**Description of the task**
Write out the data below in full. Keep it exact.

================

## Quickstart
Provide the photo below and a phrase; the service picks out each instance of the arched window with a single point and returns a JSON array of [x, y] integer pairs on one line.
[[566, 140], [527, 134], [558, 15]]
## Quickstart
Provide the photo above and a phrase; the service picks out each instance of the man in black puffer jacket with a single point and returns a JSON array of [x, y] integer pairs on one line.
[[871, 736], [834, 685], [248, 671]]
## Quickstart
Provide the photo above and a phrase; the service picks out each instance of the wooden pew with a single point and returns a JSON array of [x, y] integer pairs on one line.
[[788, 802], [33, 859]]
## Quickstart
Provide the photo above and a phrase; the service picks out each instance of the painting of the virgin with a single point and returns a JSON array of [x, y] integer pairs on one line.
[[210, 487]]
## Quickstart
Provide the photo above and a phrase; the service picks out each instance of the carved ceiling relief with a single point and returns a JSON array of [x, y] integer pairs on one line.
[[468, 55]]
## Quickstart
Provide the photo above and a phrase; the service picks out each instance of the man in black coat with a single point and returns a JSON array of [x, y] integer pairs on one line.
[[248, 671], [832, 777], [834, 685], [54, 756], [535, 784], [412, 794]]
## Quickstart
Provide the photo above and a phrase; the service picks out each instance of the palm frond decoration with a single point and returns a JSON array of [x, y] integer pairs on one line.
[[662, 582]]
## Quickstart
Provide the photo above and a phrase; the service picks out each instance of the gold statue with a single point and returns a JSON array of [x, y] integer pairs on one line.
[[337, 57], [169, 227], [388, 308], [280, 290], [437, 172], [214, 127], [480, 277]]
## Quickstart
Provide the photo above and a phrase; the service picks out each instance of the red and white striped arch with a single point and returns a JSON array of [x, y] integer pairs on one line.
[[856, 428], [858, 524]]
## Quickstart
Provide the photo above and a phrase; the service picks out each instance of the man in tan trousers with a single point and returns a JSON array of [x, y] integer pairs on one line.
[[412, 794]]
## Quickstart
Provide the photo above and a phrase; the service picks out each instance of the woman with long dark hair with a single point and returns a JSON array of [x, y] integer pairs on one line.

================

**Output below**
## Quickstart
Provide the photo below and a phrase; the service picks out each instance of the arched window with a single point and returns a JSON array of [x, y] integer pairs on one line.
[[566, 140], [527, 134], [558, 15]]
## Quickstart
Provide the photo above and a phrase; the service picks out each instance of the man in black puffer jacket with a single point and returns a JSON array of [x, y] integer pairs on one line.
[[871, 736], [834, 685], [248, 671]]
## Quickstart
Provide the photo above and a phrase; the service picks out each instance of the wooden pew with a single point and returns a JSON array of [x, y] integer pairs on one line.
[[788, 802], [33, 859]]
## Quickstart
Provide the photo above and a phrase; the service picks out each instance of the painting of the virgin with a single point and returns a JSON array of [x, y] integer pairs on one line.
[[210, 487]]
## Quickstart
Provide the photo above and a phrase; the service picks out each instance of the carved ceiling relief with a single point and returns a JSON array of [x, y] integer pairs on one line.
[[468, 55]]
## Quickstart
Provide the photo above and a phrase; the service picks out each instance of the man in black coat with a single point and returns a JSON array of [x, y] integer pairs on one line.
[[248, 671], [832, 777], [834, 685], [54, 756], [535, 784], [412, 794]]
## Quickstart
Provide the photo above and a phrase; the service picks out each instance of the palm frond decoration with a single point and returns a JSON array of [x, y] integer pairs on one line.
[[662, 582]]
## Quickstart
Provide the photo above and a phrase; the service picks out each instance of the gold statue with a single point and returns a JSON array of [x, y] integer pairs on one line.
[[337, 57], [169, 227], [388, 308], [280, 290], [437, 172], [214, 127], [480, 277]]
## Quickstart
Provide the photo above and a phrase; the service picks out each instance of the red and white striped arch with a single point and returns a JSON array of [x, y] integer pairs on one line.
[[856, 428], [858, 524]]
## Quickstart
Provide the photo above and a phrase; the service picks out each instance of the man in tan trousers with a single point and returns a JSON array of [x, y] integer pairs on one line.
[[412, 794]]
## Quickstart
Provide the photo above and a phrase; the service picks out each instance of the woman with long dark hair with a single point and returns a JSON array of [x, y] integer pairs on one line.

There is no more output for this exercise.